----- AVAILABLE DATA

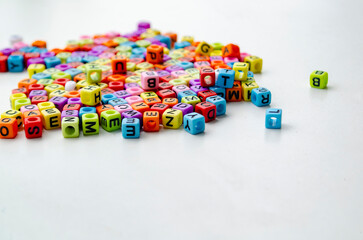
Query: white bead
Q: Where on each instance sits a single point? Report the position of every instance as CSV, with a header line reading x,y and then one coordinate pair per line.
x,y
70,86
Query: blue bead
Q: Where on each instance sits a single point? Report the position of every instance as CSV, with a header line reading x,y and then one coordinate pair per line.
x,y
185,93
261,97
225,78
194,123
131,44
118,101
164,39
16,63
52,62
41,75
220,103
273,118
73,72
74,59
130,128
220,91
185,65
107,97
88,59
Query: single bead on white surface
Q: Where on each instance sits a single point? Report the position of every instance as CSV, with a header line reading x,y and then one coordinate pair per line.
x,y
70,86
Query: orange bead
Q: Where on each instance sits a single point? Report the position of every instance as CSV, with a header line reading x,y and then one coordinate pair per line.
x,y
151,121
154,54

----------

Filter the entries and copy each line with "bead".

Query: white bead
Query: blue bead
Query: single bead on white surface
Query: orange bead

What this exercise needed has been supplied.